=== Sayfa ===
-- -- --

Bu seneki gibi bir yaz yanlış anımsamıyorsam bir de 2010'da olmuştu. Mahalledeki bir çok evin dışında klima kirliliği oluşmuştu oradan hatırlıyorum. Bense hep “Oo bizim ev püfür püfür eser, arkalı önlü camları açtım mı doğal serinlik yeter!”diye övünürdüm, ta ki bu seneye kadar!
Yıllarca 18 dereceye getirdikleri klima yüzünden yaz günü hırka giyme ihtiyacı hissettiren ateşli(!) iş arkadaşlarımı hatırlattığı için midir, yoksa abartıp 14 derecede sabitlenen otobüslerde soğuktan büzülerek yaptığım onlarca işkenceli yolculuklardan mıdır nedir klima konusuna bir türlü sıcak bakamıyorum. Bir de geçenlerde bir yazı gözüme çarptı, klima hastalığı diye bir şey varmış. Klimalara özgü mikrop olayı yani, filtrelerinin düzenli temizlenmesi, klimaların düzenli bakımlarının yapılması...
İşte burada duralım, çünkü düzenli bakım meselesi benim bünyeye ters anlayacağınız. Misal kombiler, ne kadar da yaşamsal şeyler ama bu sene sağ olsun bozuldu da 4 senedir ilk kez bakım gördü benimkisi. Dolayısıyla kavuran boğucu sıcaklarda dahi klimasız yaşama ısrarla devam diyorum, bakalım nereye kadar vantilatörlerle idare edebileceğim göreceğiz.
Aslında sıcak değil mesele, nem. Kendi yükseldiği yetmezmiş gibi bir de sıcaklığı da sanal olarak yükseltiyor. Yani aslında 30°olan sıcaklığı nem hazretleri yüzünden 40°hissediyoruz. İnsanın elini kolunu kaldırası gelmiyor, bir yere gidesi gelmiyor, iş yapası gelmiyor, hele ki konsantre olup yazı yazmak için insan üstü efor gerekiyor gerçekten de bu boğucu havalarda. İş yerinde var güya klima, benden 3-4 metre uzakta ve ancak yanına gidersem etkisi oluyor. Yani evde yazar, işte yazar birisi için evde nemli, işte nemli ortamda çalışmak nasıl bir işkenceye dönüşüyor artık gerisini siz düşünün.
Araştırmacı kişiliğim devreye girdi ve "ne menem şeymiş bu nem oranı, nedir bize kastı?" şeklindeki anonim sorularımızın yanıtını aradım geçen gün.

-- -- --

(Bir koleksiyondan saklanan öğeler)
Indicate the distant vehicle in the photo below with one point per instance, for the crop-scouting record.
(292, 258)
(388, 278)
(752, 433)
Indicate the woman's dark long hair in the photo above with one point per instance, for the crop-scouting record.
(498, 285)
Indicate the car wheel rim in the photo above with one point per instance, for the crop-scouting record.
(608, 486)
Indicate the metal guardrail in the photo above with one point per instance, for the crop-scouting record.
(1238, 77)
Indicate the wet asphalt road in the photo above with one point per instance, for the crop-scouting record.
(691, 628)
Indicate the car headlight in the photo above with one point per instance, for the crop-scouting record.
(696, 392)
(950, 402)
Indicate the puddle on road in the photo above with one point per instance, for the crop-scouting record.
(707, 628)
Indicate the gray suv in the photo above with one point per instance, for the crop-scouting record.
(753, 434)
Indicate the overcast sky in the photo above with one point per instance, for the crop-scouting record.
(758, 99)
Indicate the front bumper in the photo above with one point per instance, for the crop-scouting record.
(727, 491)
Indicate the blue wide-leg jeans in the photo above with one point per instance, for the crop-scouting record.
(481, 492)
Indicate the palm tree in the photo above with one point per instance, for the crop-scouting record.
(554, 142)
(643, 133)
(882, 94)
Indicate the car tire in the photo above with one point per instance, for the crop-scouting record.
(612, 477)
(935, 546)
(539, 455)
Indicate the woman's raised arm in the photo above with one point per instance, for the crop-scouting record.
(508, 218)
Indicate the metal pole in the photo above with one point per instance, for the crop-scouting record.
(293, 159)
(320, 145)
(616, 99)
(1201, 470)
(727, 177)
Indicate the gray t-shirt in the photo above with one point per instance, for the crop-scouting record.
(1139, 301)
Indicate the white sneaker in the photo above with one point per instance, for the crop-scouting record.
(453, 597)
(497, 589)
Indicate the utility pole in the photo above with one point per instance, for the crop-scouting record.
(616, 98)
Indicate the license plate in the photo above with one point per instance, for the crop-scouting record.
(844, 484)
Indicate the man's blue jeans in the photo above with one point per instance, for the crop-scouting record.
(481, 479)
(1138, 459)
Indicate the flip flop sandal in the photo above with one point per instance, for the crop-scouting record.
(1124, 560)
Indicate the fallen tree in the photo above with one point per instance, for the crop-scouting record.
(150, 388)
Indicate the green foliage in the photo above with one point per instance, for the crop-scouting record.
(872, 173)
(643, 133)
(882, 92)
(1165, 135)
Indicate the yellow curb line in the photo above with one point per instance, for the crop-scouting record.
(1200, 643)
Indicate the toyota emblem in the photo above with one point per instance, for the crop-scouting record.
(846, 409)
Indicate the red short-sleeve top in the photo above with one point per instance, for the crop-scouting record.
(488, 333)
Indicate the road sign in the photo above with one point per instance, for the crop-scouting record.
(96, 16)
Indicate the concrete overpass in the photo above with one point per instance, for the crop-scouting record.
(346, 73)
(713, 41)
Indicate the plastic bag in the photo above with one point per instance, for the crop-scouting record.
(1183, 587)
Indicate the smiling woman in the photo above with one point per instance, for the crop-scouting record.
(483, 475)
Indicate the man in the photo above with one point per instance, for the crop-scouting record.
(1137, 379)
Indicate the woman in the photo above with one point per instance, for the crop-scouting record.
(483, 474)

-- -- --

=== Alıştırma ===
Yaz sıcağı, nem ve klima üzerine olan yazıyı kaldığı yerden sürdürür müsün?

=== Görev sonucu ===
Efendim benim anladığım şey şudur: 24 derecelik bir sıcaklık için ideal nem oranı %45-55 arası olmalıymış. Nem oranı yükseldikçe buharlaşma azalırmış, bu oran %100 olunca ise tahmin edeceğiniz gibi buharlaşma dururmuş. Çünkü o sıcaklıkta havanın taşıyabileceği maksimum su buharı seviyesine erişilmiş oluyormuş. Ee İstanbul'da nem oranı %95'e dayandı diyorlar. Bu ne demek şimdi? Vücumuzdaki ter buharlaşmıyor, yapış yapış oluyoruz, nefes alamıyoruz. Vücut doğal yollardan terleyemiyor, gitgide vücut ısısı artıyor, ateş yükseldikçe çarpıntı artıyor, boğulacak gibi oluyoruz.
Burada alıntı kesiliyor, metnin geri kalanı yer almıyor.